### TO-DO LIST
[A] In the post about Obama's 2002 speech, on what date was the speech given?
[B] Continue the post about Obama's 2002 speech on Iraq, picking up right after its last sentence.

### DOCUMENT TEXT
┏━━

Sunday, March 02, 2008

Obama's 2002 speech: Good judgment when it mattered

In 2002 Barack Obama made a speech that many have not read or heard that helps distinguish the candidate from Hillary. Here is his speech from 2002. Remember this was only 1 year from being attacked on 9-11 while the mood in the country was fear.

"Against Going to War With Iraq," by Barack Obama, Oct. 2, 2002


“Good afternoon. Let me begin by saying that although this has been
billed as an anti-war rally, I stand before you as someone who is not
opposed to war in all circumstances. The Civil War was one of the
bloodiest in history, and yet it was only through the crucible of the
sword, the sacrifice of multitudes, that we could begin to perfect
this union, and drive the scourge of slavery from our soil. I don’t
oppose all wars.

My grandfather signed up for a war the day after Pearl Harbor was
bombed, fought in Patton’s army. He saw the dead and dying across the

fields of Europe; he heard the stories of fellow troops who first
entered Auschwitz and Treblinka. He fought in the name of a larger
freedom, part of that arsenal of democracy that triumphed over evil,
and he did not fight in vain. I don’t oppose all wars.

┗━━

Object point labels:
┏━━

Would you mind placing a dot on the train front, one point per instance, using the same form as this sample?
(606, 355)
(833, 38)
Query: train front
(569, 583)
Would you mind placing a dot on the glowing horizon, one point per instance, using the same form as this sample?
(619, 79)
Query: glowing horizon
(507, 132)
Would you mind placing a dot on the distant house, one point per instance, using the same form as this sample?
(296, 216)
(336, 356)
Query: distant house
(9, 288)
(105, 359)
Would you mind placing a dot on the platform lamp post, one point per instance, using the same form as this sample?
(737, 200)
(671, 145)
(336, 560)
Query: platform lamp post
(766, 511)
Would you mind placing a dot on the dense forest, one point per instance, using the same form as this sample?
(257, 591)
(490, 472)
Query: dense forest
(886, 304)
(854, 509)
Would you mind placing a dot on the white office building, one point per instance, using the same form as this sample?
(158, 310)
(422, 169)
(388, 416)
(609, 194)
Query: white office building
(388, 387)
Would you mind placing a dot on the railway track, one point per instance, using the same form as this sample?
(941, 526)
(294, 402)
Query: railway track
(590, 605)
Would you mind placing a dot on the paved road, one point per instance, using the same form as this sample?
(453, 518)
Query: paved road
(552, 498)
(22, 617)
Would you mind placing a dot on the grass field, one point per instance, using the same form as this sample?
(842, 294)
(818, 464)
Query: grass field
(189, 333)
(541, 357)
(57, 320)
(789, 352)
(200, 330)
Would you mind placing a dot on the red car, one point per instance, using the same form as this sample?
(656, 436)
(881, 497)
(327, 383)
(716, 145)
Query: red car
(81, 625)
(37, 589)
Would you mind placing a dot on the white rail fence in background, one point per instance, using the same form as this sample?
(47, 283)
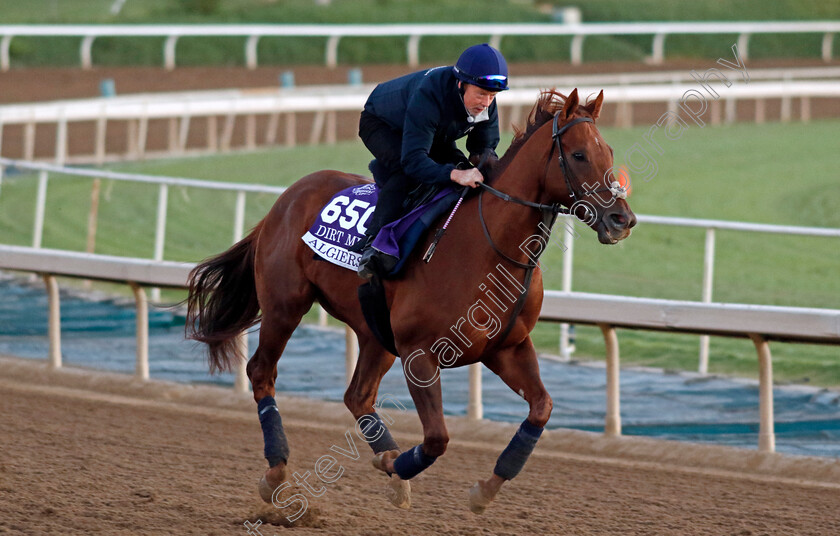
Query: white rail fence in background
(163, 184)
(759, 323)
(182, 110)
(414, 33)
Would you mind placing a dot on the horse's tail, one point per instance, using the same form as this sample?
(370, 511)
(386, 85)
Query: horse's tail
(222, 301)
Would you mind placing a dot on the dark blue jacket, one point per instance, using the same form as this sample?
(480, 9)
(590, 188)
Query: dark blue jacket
(427, 108)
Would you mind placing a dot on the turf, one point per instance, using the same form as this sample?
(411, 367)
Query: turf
(228, 51)
(713, 172)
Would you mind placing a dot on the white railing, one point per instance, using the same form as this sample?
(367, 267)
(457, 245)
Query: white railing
(163, 184)
(759, 323)
(414, 33)
(182, 110)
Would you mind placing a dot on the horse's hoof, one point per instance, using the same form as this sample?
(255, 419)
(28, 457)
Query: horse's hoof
(380, 461)
(399, 492)
(276, 475)
(479, 499)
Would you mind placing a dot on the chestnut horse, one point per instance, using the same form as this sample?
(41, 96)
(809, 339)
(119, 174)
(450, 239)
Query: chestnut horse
(477, 300)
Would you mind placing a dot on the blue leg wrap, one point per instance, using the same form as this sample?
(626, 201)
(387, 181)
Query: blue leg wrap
(412, 462)
(513, 458)
(276, 446)
(376, 434)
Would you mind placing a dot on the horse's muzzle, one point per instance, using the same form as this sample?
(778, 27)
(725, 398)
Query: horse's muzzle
(615, 225)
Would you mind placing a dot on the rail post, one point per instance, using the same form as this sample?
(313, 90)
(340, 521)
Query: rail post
(251, 51)
(351, 352)
(54, 316)
(5, 43)
(160, 230)
(475, 406)
(612, 424)
(142, 363)
(766, 432)
(85, 52)
(708, 281)
(169, 52)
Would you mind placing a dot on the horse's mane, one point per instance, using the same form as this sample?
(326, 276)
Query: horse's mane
(548, 104)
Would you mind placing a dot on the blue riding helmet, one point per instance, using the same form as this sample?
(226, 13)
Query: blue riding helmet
(482, 66)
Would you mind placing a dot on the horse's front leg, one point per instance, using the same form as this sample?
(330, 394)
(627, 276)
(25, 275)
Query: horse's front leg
(519, 369)
(423, 377)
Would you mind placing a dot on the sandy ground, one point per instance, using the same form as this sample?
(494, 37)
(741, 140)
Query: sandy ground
(84, 452)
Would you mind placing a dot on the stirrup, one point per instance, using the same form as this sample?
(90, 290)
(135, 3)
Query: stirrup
(369, 264)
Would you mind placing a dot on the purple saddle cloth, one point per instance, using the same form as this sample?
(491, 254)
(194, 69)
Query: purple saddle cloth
(343, 221)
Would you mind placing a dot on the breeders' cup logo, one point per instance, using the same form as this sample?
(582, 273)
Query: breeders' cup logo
(367, 189)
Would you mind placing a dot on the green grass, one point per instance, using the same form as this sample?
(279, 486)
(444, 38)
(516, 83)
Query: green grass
(772, 173)
(280, 51)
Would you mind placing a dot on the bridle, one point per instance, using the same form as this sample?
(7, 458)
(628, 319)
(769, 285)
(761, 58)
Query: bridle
(549, 211)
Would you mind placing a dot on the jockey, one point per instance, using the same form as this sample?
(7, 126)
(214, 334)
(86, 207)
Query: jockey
(410, 124)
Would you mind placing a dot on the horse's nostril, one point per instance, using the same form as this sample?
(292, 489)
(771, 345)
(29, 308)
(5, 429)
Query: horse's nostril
(618, 219)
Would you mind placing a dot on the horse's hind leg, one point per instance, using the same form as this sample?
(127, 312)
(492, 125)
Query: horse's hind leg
(519, 369)
(422, 375)
(278, 324)
(360, 398)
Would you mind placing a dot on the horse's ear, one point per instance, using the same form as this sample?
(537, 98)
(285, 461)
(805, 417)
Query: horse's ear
(594, 107)
(570, 106)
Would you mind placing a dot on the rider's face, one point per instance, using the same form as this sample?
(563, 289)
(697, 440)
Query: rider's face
(477, 99)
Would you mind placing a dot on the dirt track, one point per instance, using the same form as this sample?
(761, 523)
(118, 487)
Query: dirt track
(101, 453)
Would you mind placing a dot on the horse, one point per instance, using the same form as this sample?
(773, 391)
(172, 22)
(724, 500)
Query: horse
(476, 301)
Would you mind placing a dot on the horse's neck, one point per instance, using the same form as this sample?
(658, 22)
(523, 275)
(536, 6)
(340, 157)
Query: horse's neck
(510, 224)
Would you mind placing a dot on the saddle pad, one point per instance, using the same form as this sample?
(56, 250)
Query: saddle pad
(341, 223)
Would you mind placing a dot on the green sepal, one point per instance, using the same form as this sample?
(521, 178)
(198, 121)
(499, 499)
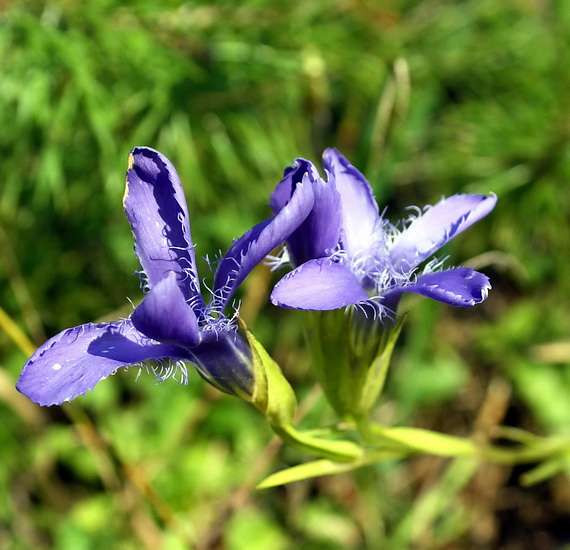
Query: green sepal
(376, 375)
(350, 356)
(426, 441)
(272, 394)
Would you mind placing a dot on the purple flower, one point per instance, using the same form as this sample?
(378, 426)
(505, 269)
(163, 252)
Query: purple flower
(173, 323)
(348, 254)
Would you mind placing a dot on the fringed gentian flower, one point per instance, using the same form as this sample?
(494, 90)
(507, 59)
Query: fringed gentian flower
(173, 324)
(347, 254)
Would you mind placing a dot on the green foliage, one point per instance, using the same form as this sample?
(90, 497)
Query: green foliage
(427, 98)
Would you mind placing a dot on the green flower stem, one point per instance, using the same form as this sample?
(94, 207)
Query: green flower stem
(336, 450)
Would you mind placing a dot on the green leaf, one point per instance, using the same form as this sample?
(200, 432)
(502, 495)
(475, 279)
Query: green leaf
(427, 441)
(308, 470)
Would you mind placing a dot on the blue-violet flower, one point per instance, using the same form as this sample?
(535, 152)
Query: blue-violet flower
(348, 254)
(173, 323)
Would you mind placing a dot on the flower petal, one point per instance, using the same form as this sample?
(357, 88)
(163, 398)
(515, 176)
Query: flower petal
(319, 234)
(165, 316)
(156, 209)
(438, 225)
(361, 221)
(250, 249)
(318, 285)
(461, 287)
(224, 360)
(76, 359)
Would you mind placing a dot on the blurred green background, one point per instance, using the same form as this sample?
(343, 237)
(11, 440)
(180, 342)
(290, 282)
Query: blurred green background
(427, 98)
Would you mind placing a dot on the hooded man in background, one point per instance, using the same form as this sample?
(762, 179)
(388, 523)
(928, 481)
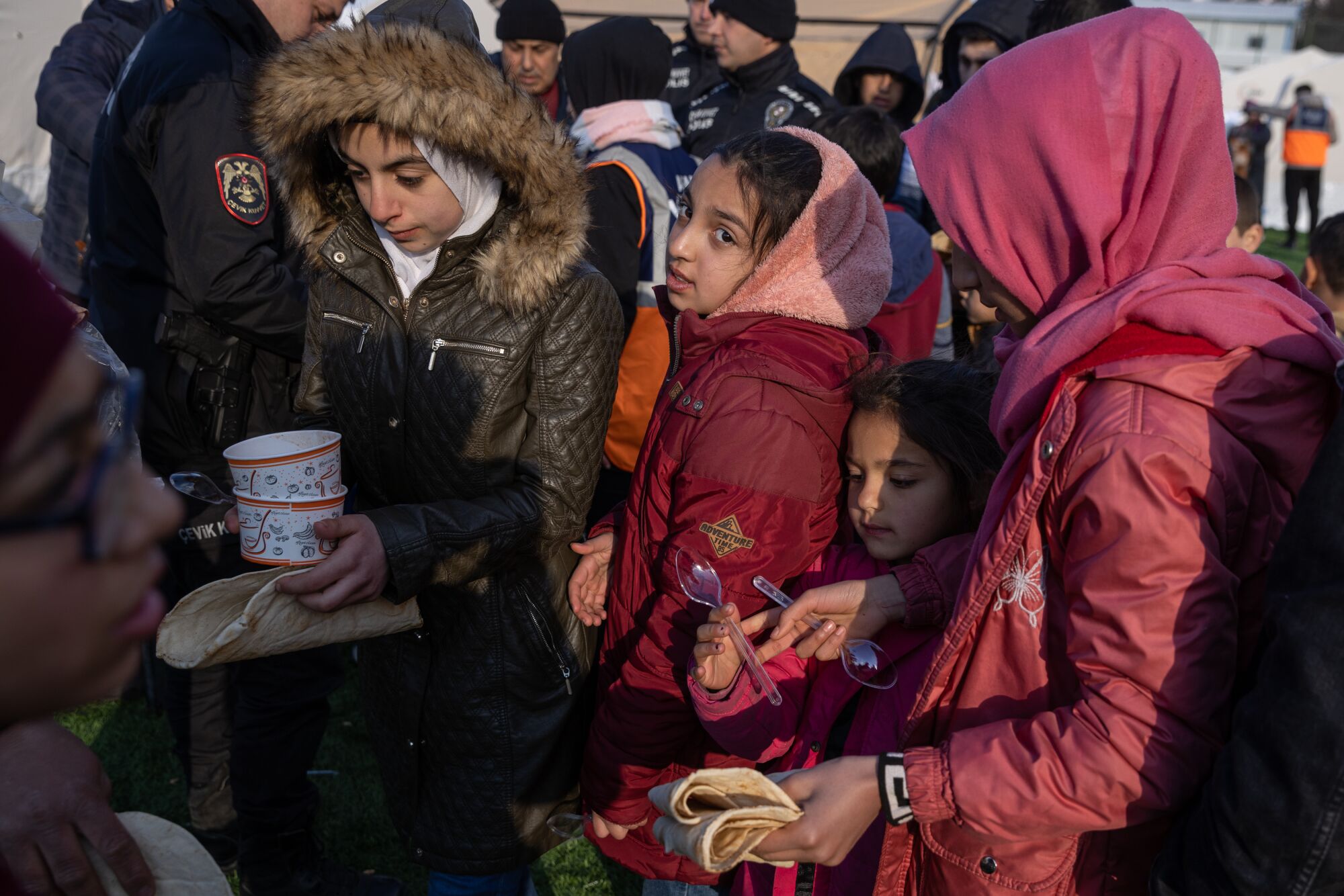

┗━━

### RESULTS IN ORDER
[A] October 2, 2002

[B]
After September 11th, after witnessing the carnage and destruction,
the dust and the tears, I supported this administration’s pledge to
hunt down and root out those who would slaughter innocents in the
name of intolerance, and I would willingly take up arms myself to
prevent such tragedy from happening again. I don’t oppose all wars.
And I know that in this crowd today, there is no shortage of
patriots, or of patriotism.

What I am opposed to is a dumb war. What I am opposed to is a rash
war. What I am opposed to is the cynical attempt by Richard Perle and
Paul Wolfowitz and other armchair, weekend warriors in this
administration to shove their own ideological agendas down our
throats, irrespective of the costs in lives lost and in hardships
borne.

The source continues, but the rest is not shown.